• **Text**:
>> begin

The Life-Cycle of the Orthodox Convert's Beard
Stage 1. An inkling of an idea -- You have just attended your very first Liturgy, and you're ready. You've bought every book in the parish's book store and you're prepared to arm up for what you're going to tell your fundamentalist baptist family when you decide to convert. And then, in the course of your reading, you notice -- all these guys have really long beards and even longer hair. And you think, dare I? Dare I, who have never sported more than a 5:00 shadow, grow one of those monstrous manes?
Stage 2. No going back -- It's been six months, and it's your baptism/chrismation day. By now, you've got some healthy growth on your chin -- a bit patchy in spots, but that's OK. The important thing is that you've made your commitment, and you're sticking to it. No going back. In fact, to bear eternal witness to your commitment to whiskers, you've chosen to be known forever after in the life of the Church as Onouphrios, and you've bought the full length icon of him, the one that shows the really long beard.

>> end

• **Direction 1**:
In the beard text, what name does the convert choose to be known by in the Church?
• **Direction 2**:
List every church service or rite named in the beard text.
• **Direction 3**:
Copy the beard text from "Stage 2. No" to "really long beard.".

• **Excerpted records**:
>> begin

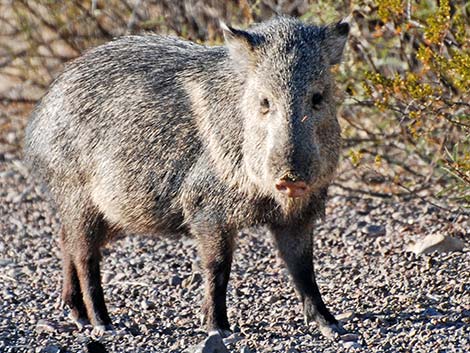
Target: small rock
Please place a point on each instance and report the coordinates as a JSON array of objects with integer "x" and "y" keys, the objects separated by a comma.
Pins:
[
  {"x": 351, "y": 345},
  {"x": 192, "y": 281},
  {"x": 147, "y": 304},
  {"x": 346, "y": 316},
  {"x": 175, "y": 280},
  {"x": 375, "y": 230},
  {"x": 45, "y": 326},
  {"x": 212, "y": 344},
  {"x": 232, "y": 339},
  {"x": 51, "y": 349},
  {"x": 349, "y": 337},
  {"x": 437, "y": 242},
  {"x": 96, "y": 347}
]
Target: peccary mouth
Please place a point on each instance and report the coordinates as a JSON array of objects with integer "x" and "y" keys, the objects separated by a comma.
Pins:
[{"x": 292, "y": 186}]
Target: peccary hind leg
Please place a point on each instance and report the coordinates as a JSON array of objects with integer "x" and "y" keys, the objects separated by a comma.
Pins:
[
  {"x": 295, "y": 247},
  {"x": 216, "y": 259},
  {"x": 71, "y": 293},
  {"x": 82, "y": 290}
]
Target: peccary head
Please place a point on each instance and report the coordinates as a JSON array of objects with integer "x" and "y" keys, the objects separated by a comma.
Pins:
[{"x": 291, "y": 134}]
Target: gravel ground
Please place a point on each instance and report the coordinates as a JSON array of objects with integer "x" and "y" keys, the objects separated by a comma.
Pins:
[{"x": 394, "y": 300}]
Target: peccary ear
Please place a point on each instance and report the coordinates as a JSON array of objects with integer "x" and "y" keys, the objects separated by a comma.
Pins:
[
  {"x": 335, "y": 39},
  {"x": 241, "y": 45}
]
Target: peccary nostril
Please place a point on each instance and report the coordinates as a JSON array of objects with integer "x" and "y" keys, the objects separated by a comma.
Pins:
[{"x": 292, "y": 188}]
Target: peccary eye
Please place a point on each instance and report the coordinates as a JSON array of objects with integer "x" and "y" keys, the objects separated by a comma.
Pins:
[
  {"x": 264, "y": 106},
  {"x": 317, "y": 99}
]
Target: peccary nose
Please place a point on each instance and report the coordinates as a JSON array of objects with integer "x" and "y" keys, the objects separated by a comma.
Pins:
[{"x": 292, "y": 188}]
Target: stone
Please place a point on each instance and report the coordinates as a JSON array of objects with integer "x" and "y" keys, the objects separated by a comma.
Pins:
[
  {"x": 375, "y": 230},
  {"x": 45, "y": 326},
  {"x": 245, "y": 349},
  {"x": 95, "y": 347},
  {"x": 212, "y": 344},
  {"x": 51, "y": 349},
  {"x": 349, "y": 337},
  {"x": 175, "y": 280},
  {"x": 346, "y": 316},
  {"x": 437, "y": 242},
  {"x": 351, "y": 345}
]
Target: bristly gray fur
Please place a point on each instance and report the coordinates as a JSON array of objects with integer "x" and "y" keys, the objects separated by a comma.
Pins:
[{"x": 154, "y": 134}]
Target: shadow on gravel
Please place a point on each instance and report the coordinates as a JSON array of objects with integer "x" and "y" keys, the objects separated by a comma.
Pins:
[{"x": 431, "y": 317}]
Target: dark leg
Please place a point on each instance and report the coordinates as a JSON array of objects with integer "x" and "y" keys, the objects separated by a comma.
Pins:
[
  {"x": 82, "y": 269},
  {"x": 216, "y": 260},
  {"x": 295, "y": 246}
]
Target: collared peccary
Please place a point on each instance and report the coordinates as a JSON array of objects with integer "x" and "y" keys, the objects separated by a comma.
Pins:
[{"x": 150, "y": 134}]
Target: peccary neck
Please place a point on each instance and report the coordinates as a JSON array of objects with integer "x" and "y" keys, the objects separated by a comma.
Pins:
[{"x": 215, "y": 98}]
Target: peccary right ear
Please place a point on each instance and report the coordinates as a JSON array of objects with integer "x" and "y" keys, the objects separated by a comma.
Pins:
[
  {"x": 241, "y": 45},
  {"x": 335, "y": 38}
]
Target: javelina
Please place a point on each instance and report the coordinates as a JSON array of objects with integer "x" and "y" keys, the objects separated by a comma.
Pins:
[{"x": 151, "y": 134}]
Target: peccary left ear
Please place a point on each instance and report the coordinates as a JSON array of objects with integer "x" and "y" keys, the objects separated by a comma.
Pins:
[
  {"x": 241, "y": 45},
  {"x": 335, "y": 38}
]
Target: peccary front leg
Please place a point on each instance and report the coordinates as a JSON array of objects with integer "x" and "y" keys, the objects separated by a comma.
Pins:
[
  {"x": 216, "y": 251},
  {"x": 82, "y": 289},
  {"x": 295, "y": 245},
  {"x": 71, "y": 292}
]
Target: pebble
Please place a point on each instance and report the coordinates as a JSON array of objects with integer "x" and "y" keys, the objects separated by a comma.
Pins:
[
  {"x": 45, "y": 326},
  {"x": 437, "y": 243},
  {"x": 212, "y": 344},
  {"x": 375, "y": 230},
  {"x": 175, "y": 280},
  {"x": 51, "y": 349}
]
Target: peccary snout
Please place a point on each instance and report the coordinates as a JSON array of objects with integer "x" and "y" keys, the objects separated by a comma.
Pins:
[{"x": 291, "y": 186}]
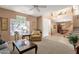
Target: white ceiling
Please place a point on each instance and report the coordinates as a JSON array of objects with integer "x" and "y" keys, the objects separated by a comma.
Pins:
[{"x": 26, "y": 9}]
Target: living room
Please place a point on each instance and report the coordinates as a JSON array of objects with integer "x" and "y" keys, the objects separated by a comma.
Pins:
[{"x": 50, "y": 23}]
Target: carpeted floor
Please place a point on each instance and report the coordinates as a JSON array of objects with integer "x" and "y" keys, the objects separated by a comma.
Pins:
[{"x": 52, "y": 45}]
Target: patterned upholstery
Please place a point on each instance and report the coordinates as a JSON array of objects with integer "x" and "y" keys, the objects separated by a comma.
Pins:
[{"x": 36, "y": 36}]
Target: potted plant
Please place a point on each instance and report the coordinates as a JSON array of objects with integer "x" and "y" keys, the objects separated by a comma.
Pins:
[{"x": 73, "y": 39}]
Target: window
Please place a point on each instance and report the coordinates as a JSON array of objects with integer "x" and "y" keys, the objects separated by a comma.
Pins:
[{"x": 20, "y": 24}]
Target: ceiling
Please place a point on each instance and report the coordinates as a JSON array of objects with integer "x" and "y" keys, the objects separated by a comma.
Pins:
[{"x": 26, "y": 9}]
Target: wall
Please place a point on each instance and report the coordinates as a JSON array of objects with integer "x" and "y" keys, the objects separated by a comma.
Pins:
[
  {"x": 39, "y": 23},
  {"x": 76, "y": 20},
  {"x": 11, "y": 14},
  {"x": 46, "y": 27}
]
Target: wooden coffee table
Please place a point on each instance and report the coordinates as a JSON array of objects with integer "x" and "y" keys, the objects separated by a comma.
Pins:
[{"x": 24, "y": 47}]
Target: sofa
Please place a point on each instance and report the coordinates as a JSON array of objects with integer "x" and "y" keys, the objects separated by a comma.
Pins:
[{"x": 36, "y": 35}]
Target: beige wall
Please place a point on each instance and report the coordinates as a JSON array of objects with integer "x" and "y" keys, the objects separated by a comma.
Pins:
[
  {"x": 39, "y": 23},
  {"x": 76, "y": 21},
  {"x": 11, "y": 14}
]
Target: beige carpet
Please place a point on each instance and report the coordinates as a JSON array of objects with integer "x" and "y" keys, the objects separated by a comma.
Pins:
[{"x": 52, "y": 45}]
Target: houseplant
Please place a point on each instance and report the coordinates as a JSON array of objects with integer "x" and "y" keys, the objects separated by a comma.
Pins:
[{"x": 73, "y": 39}]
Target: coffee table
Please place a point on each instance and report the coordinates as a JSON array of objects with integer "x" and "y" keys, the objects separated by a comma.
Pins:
[{"x": 24, "y": 47}]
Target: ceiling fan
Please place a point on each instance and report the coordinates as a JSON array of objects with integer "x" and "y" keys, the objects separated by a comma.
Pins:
[{"x": 37, "y": 7}]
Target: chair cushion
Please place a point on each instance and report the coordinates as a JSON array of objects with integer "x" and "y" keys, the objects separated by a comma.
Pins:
[
  {"x": 3, "y": 46},
  {"x": 35, "y": 32}
]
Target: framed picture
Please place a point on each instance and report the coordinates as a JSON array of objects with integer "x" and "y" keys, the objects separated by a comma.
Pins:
[{"x": 4, "y": 24}]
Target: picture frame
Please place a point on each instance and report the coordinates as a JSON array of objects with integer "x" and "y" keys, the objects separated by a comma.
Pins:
[{"x": 4, "y": 24}]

>> end

• **Full output 1**:
Onouphrios

• **Full output 2**:
Liturgy, baptism, chrismation

• **Full output 3**:
Stage 2. No going back -- It's been six months, and it's your baptism/chrismation day. By now, you've got some healthy growth on your chin -- a bit patchy in spots, but that's OK. The important thing is that you've made your commitment, and you're sticking to it. No going back. In fact, to bear eternal witness to your commitment to whiskers, you've chosen to be known forever after in the life of the Church as Onouphrios, and you've bought the full length icon of him, the one that shows the really long beard.